_Tasks to carry out_
**1)** Using the passage about Janice, explain how she keeps everyone smiling.
**2)** Pick up the passage about Janice after its final sentence and continue it.

Janice is the one who keeps everyone smiling, with her jokes and her stories, and her reflections on days gone by. She somehow seems able to find the bright side of things in her observations on modern farming, both the catastrophic and the mundane that occur in the cycle that she and Al her husband experience in large acreage cash crop farming, near the farm where we all grew up. Good days, bad days and all days in between, Janice is able to patiently smile, add another plate or three to the dinner table, at a moment’s notice, and still keep up a running dialogue of humorous remarks and exchanges.

_Material supplied_
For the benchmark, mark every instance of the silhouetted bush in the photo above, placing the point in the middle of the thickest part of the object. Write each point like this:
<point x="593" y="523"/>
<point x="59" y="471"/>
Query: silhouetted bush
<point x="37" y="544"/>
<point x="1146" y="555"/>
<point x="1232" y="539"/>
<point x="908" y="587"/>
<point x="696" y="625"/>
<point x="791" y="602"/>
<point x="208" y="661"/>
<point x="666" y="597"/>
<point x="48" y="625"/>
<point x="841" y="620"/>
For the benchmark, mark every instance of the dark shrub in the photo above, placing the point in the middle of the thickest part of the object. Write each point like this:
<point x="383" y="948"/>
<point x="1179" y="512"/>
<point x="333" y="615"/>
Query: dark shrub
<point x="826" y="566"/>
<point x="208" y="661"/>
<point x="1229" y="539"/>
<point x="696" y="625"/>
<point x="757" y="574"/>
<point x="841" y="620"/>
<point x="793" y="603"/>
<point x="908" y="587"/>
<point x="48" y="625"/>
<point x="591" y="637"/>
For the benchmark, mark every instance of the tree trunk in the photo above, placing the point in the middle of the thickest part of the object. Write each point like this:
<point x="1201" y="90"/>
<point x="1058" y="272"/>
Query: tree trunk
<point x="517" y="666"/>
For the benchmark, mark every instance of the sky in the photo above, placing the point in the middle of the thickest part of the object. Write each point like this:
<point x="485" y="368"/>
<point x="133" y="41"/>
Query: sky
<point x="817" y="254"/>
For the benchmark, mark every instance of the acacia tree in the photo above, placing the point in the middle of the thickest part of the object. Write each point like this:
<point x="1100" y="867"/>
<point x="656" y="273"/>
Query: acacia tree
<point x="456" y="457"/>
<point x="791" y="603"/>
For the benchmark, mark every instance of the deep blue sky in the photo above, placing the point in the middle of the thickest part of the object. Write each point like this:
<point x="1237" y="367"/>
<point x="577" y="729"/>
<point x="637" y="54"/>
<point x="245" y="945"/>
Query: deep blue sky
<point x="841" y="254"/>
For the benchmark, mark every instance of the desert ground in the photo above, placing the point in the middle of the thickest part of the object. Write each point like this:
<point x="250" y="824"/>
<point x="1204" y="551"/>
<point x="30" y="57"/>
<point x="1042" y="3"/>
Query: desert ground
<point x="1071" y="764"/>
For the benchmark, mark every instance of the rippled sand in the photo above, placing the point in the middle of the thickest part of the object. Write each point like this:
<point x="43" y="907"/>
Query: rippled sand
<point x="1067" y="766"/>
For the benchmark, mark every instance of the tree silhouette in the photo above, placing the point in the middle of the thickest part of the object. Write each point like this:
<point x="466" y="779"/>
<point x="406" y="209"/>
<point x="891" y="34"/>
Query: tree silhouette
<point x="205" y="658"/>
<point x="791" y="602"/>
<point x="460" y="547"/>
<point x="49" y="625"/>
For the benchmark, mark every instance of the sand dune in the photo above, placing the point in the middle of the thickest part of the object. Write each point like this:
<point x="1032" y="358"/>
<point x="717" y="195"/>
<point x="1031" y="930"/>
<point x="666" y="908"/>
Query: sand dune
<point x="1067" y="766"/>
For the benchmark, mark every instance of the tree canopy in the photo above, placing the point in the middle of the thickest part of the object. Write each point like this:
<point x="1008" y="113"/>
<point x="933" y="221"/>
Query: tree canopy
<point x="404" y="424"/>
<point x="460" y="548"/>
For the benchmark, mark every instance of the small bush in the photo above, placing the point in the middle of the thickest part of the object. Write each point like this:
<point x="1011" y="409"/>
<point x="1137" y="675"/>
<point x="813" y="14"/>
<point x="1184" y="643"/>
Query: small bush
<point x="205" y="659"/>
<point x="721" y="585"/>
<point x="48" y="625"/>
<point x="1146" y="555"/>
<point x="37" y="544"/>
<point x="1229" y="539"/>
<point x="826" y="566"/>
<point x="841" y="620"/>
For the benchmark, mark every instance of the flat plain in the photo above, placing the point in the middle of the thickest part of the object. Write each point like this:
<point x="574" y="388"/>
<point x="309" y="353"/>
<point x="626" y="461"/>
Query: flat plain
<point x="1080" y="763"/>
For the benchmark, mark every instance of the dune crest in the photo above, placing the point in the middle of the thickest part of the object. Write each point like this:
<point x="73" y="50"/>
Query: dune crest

_Responses per task_
**1)** Janice keeps everyone smiling through her jokes, her stories, and her reflections on days gone by.

**2)**
She is the youngest of the girls in our family, and was a silent observer to most of the goings-on of her older sisters, as we behaved in ways that swung wildly at times between the valiant and the violent, in our loving but hot-tempered exchanges with one another. She tells stories about all of us at times, but they are always gilded carefully around the edges with a beautiful application of love. “Remember that hair-cut you gave me Vonnie, where you kept on cutting the bangs higher and higher because you couldn’t get them even? In the end I looked like a boy. And you thought you could really cut hair! Oh well you really tried…” Only when I teased her about the end result and how much she actually did look like a boy did she let slip with what she really felt. She snuggled in closer to me on the couch, threw an arm around me in a close hug and whispered loudly in my ear “You Jerk!”
The truth will tell. And then again, maybe it won’t!